» Given passage:

The study of motile and non-motile cilia and flagella

Leishmania mexicana

Why do we study the flagellum?

Cilia and flagella are cellular projections built around a microtubule axoneme whose molecular architecture is highly conserved across eukaryotic groups. Cilia and flagella serve two main functions: motility and sensory. Many cell types (ranging from single-celled organisms such as Leishmania to mammalian sperm cells) use their motile flagellum for locomotion. Sensory cilia serve a wide range of functions. In the human body, for example, cilia are important for the detection of developmental signals, and the perception of chemical and mechanical stimuli. Single-celled organisms also use cilia and flagella for detection of signals from the environment. In motile flagella across diverse species and cell-types, two canonical waveforms are used in order to mediate fluid flow and cell locomotion: the symmetric and asymmetric waveform.

Leishmania, the model and the parasite.

Leishmania have a single flagellum capable of generating symmetrical and asymmetrical waveforms. Their beating can be examined in live cells with videomicroscopy. The flagellar proteome has been studied (Beneke et al, 2019), the cells are genetically tractable, and there are high resolution cryo-EM maps of the microtubule doublets (Doran et al., 2025) and 96 nm repeat including the axonemal dyneins (Fochler et al., 2025). We are using this information to conduct mechanistic studies of structure-function relationships to understand how this complex organelle works.

» The problem: Copy the flagellum text between "Leishmania, the model" and "complex organelle works.", inclusive, replacing "cells" with "parasites".

» Supplied records:
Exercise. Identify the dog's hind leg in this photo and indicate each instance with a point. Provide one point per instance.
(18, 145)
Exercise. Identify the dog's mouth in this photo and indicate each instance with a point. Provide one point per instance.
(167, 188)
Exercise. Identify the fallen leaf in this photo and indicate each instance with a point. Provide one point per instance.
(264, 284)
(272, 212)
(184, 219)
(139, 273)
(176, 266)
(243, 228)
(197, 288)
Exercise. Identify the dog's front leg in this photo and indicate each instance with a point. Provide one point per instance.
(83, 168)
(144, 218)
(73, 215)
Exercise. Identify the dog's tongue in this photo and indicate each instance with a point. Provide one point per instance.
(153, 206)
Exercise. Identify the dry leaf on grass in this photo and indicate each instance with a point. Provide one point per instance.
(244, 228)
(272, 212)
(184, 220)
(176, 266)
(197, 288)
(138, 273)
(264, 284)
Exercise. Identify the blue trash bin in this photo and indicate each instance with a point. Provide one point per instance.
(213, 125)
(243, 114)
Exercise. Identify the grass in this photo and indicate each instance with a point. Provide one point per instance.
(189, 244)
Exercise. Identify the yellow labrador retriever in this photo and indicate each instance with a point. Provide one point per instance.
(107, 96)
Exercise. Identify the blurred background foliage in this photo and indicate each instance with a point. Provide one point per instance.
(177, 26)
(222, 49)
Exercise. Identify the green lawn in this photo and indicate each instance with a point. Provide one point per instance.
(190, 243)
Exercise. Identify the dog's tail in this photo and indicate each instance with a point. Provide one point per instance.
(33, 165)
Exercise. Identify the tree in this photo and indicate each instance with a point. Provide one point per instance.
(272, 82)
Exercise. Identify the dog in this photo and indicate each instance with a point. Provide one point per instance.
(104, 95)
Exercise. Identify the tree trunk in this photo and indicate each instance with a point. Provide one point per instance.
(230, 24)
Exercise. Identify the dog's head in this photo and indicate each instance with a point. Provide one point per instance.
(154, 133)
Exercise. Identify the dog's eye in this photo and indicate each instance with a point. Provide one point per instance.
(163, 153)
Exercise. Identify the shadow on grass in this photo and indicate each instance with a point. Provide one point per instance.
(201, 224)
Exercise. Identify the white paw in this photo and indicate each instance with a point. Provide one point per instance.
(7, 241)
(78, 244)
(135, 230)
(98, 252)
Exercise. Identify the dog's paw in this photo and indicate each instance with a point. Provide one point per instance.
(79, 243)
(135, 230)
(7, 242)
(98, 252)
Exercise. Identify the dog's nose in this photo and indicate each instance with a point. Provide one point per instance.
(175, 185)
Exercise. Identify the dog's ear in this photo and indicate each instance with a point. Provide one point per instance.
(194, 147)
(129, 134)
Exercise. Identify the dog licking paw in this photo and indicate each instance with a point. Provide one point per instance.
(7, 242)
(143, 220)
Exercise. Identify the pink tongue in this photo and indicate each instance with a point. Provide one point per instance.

» Task solution:
Leishmania, the model and the parasite.

Leishmania have a single flagellum capable of generating symmetrical and asymmetrical waveforms. Their beating can be examined in live parasites with videomicroscopy. The flagellar proteome has been studied (Beneke et al, 2019), the parasites are genetically tractable, and there are high resolution cryo-EM maps of the microtubule doublets (Doran et al., 2025) and 96 nm repeat including the axonemal dyneins (Fochler et al., 2025). We are using this information to conduct mechanistic studies of structure-function relationships to understand how this complex organelle works.